[Excerpts of pointing data]
* begin *

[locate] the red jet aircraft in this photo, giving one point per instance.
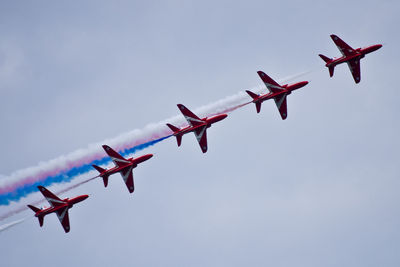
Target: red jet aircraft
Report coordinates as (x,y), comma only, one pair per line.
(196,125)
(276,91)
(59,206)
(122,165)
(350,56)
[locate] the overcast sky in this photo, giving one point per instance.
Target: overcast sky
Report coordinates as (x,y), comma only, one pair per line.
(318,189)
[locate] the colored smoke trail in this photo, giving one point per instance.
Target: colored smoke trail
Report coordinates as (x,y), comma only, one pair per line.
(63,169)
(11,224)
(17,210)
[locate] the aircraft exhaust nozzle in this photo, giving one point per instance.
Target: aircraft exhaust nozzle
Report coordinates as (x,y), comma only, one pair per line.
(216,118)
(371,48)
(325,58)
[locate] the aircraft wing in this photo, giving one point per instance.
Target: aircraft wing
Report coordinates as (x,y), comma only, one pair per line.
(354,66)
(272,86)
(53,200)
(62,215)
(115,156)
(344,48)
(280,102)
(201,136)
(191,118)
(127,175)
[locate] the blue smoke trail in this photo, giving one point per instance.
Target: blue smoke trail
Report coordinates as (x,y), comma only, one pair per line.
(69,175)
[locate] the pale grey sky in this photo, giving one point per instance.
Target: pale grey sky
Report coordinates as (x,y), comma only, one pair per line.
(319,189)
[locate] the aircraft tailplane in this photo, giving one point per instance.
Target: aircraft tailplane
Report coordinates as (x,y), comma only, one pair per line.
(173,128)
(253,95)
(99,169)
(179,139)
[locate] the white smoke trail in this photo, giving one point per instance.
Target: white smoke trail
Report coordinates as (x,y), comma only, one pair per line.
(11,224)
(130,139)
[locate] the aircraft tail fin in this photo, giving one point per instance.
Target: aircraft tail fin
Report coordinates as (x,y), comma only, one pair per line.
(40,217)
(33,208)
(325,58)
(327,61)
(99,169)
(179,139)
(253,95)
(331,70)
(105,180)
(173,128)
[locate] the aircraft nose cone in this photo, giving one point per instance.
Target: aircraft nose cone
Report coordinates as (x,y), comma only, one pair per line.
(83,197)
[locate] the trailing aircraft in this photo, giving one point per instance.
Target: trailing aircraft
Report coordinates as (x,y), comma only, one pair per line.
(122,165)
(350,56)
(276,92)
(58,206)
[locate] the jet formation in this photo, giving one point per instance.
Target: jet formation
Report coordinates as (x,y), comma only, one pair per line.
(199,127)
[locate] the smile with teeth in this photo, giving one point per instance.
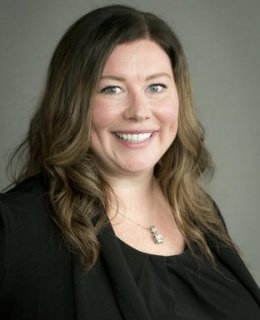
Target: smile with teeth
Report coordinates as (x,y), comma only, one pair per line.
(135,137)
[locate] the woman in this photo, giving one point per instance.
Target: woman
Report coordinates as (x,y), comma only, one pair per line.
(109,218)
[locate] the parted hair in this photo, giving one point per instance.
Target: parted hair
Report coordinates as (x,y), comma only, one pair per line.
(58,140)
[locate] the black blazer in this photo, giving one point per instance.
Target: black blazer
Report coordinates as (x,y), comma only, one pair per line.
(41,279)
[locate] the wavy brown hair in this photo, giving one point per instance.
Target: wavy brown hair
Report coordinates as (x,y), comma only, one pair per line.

* end *

- _Task goal_: Copy the stretch of the listing from the line containing "[locate] the woman" through the end of the listing, keeping every line including the requests. Increase each x and y coordinate in the answers by 94.

- _Solved exercise_:
[locate] the woman in this photo, giving one point per instance.
Target: woman
Report coordinates as (x,y), comma only, one pair per line.
(203,312)
[locate] the parted hair in this photo, giving one point per instance.
Target: parted hair
Report coordinates as (x,y), comma only, one pair per line.
(152,234)
[locate] the black blazer in this photo, giving one point per instance.
Target: black blazer
Report coordinates as (x,y), comma only, one pair per line.
(135,373)
[locate] the wavy brown hair in this photo, giving one point per instance.
Target: wavy brown hair
Report coordinates as (x,y), comma only, one pair per line.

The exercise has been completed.